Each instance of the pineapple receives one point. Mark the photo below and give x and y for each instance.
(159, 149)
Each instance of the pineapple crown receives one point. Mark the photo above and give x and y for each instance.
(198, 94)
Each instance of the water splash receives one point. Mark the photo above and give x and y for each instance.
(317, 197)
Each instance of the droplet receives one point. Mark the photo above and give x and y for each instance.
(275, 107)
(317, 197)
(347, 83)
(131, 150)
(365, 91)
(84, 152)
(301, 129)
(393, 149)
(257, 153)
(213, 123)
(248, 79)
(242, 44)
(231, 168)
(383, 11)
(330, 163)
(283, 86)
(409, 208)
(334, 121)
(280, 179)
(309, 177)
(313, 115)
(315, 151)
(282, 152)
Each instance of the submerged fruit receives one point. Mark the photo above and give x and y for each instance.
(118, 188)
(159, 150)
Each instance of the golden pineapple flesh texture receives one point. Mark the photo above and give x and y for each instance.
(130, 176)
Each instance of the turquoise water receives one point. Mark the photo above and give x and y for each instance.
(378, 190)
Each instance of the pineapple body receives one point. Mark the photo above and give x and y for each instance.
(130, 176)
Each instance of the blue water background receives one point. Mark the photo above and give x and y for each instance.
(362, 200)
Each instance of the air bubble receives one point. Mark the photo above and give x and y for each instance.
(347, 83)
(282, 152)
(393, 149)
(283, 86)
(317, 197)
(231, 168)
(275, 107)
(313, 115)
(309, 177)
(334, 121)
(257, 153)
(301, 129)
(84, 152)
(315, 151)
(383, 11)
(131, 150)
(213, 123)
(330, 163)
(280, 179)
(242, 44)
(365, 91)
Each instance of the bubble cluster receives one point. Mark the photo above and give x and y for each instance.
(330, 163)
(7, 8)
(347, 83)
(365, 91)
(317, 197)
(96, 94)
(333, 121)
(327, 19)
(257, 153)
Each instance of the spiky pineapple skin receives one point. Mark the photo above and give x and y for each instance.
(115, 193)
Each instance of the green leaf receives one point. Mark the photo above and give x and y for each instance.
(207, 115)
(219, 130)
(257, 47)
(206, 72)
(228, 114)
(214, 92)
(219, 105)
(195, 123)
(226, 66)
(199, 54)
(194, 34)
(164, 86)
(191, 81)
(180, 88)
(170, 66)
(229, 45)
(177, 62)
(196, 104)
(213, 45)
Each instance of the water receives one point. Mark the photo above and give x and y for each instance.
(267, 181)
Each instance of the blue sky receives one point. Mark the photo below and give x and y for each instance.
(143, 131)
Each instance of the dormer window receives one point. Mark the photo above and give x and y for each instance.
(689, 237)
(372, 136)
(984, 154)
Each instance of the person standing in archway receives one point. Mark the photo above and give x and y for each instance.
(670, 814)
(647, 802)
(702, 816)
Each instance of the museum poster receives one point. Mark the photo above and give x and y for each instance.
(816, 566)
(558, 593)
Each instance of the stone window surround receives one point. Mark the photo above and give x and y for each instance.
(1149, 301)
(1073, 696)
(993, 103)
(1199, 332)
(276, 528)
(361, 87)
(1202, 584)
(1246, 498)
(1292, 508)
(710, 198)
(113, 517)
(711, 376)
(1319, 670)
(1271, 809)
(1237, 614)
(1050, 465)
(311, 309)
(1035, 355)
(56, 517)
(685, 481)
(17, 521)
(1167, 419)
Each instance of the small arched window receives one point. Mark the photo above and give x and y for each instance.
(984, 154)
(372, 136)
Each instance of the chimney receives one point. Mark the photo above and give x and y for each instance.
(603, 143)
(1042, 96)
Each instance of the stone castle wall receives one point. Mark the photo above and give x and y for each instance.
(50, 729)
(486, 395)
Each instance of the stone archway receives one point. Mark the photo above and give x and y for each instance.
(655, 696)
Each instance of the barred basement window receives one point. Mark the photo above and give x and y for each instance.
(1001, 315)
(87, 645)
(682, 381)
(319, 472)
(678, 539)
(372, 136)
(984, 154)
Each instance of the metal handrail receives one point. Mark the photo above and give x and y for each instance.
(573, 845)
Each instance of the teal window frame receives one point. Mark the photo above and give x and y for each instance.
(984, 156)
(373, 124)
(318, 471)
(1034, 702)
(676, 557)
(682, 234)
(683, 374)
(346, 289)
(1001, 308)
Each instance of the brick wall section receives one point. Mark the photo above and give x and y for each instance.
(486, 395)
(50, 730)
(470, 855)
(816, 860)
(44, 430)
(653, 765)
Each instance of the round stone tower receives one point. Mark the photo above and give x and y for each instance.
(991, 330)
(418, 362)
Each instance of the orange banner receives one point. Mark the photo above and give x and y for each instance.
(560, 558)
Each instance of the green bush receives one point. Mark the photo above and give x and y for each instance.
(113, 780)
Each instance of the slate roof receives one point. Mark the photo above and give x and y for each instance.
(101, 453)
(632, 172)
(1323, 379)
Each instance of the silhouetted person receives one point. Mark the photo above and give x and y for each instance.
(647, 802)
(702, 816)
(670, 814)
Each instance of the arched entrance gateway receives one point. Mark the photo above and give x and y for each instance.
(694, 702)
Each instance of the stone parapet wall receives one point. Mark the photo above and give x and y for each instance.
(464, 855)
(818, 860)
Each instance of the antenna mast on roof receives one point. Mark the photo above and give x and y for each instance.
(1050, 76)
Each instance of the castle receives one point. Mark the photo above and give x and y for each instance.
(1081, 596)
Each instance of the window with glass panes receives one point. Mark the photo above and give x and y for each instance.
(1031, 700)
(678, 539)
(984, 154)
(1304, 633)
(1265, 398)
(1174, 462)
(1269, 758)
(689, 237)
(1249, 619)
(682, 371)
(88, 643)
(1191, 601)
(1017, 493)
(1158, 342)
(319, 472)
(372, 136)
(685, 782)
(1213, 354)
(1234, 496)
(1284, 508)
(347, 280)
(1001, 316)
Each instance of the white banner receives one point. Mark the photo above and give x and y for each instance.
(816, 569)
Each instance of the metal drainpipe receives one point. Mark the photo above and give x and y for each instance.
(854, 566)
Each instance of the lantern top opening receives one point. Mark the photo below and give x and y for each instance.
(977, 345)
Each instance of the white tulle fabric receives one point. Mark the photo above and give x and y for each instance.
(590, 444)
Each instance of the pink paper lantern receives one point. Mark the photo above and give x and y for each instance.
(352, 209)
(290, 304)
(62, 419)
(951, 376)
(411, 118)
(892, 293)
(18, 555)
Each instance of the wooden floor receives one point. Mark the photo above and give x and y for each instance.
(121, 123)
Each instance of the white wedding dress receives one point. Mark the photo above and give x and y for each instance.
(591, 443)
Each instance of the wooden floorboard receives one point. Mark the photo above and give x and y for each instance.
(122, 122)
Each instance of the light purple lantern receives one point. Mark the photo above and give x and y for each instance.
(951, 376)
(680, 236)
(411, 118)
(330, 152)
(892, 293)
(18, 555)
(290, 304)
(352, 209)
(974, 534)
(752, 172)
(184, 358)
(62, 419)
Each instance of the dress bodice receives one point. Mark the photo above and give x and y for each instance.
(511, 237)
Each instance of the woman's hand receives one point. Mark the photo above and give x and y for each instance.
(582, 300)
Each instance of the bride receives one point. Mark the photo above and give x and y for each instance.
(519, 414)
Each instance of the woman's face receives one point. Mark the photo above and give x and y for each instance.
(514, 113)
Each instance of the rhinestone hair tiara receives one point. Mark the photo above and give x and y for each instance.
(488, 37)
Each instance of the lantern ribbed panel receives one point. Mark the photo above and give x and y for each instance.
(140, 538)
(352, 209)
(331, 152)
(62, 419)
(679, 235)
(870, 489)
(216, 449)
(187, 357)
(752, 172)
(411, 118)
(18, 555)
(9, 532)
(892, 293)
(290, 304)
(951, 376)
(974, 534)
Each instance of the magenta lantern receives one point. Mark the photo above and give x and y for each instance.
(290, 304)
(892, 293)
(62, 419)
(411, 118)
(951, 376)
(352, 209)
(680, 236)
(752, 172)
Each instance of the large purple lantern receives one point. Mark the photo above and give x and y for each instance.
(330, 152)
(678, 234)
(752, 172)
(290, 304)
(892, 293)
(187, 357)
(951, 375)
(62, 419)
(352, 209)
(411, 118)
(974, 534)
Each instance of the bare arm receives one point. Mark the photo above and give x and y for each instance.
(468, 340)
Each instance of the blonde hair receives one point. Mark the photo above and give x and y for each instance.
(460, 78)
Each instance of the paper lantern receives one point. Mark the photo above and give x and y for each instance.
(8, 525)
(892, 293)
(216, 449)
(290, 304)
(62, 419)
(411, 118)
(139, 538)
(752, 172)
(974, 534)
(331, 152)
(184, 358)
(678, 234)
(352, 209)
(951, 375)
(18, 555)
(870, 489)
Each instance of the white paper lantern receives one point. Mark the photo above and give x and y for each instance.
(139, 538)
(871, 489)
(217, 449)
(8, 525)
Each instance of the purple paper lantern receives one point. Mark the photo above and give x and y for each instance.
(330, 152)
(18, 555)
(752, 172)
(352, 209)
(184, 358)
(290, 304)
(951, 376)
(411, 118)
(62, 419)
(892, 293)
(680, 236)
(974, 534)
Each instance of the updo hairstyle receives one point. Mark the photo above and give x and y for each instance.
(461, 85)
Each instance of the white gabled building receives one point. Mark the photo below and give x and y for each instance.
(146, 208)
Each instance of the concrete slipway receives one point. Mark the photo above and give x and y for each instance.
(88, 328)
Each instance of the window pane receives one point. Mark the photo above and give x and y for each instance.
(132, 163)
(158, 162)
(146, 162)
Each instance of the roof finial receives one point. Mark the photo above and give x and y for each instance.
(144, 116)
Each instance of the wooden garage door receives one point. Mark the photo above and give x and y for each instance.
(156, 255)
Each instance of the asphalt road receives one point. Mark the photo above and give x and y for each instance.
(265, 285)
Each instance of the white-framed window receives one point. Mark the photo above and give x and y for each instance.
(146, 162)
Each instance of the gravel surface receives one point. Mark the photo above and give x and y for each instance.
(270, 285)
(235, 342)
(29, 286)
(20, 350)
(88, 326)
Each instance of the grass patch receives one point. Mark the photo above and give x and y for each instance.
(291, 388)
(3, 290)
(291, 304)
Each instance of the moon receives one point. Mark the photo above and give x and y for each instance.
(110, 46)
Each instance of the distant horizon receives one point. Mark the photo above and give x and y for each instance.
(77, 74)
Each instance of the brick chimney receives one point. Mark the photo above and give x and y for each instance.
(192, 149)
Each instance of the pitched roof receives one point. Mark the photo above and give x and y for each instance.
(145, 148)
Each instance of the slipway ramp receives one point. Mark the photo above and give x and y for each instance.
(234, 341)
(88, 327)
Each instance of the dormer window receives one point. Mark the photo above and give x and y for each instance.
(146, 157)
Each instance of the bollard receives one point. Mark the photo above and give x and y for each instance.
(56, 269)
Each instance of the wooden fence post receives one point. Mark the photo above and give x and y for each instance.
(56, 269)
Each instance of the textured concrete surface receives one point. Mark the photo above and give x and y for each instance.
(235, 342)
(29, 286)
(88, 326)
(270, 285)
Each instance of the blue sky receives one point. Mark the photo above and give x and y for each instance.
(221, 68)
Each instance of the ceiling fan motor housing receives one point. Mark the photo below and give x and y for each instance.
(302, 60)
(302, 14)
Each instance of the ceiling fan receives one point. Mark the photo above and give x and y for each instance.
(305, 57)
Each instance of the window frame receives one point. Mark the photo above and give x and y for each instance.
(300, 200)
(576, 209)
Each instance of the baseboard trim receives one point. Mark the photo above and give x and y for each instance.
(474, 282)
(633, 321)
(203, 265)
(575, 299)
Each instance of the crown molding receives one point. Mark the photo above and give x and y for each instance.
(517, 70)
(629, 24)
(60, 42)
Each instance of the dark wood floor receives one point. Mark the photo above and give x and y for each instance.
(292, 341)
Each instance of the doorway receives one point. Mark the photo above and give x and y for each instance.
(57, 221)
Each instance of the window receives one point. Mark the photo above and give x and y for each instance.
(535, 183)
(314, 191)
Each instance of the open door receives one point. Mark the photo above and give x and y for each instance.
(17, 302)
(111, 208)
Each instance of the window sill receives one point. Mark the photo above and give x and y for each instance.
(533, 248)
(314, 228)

* Short problem
Please write out the records from the line that contains "Each instance of the antenna" through the line that contains "(1081, 596)", starting at the first and ending at the second, both included, with nothing changed.

* Solution
Each instance of the antenna mast on roof receives one point. Mark the photo above and give x and y for each instance.
(1050, 76)
Each instance of the castle receives one point. Mark the photo above and give x and y for each instance.
(1081, 596)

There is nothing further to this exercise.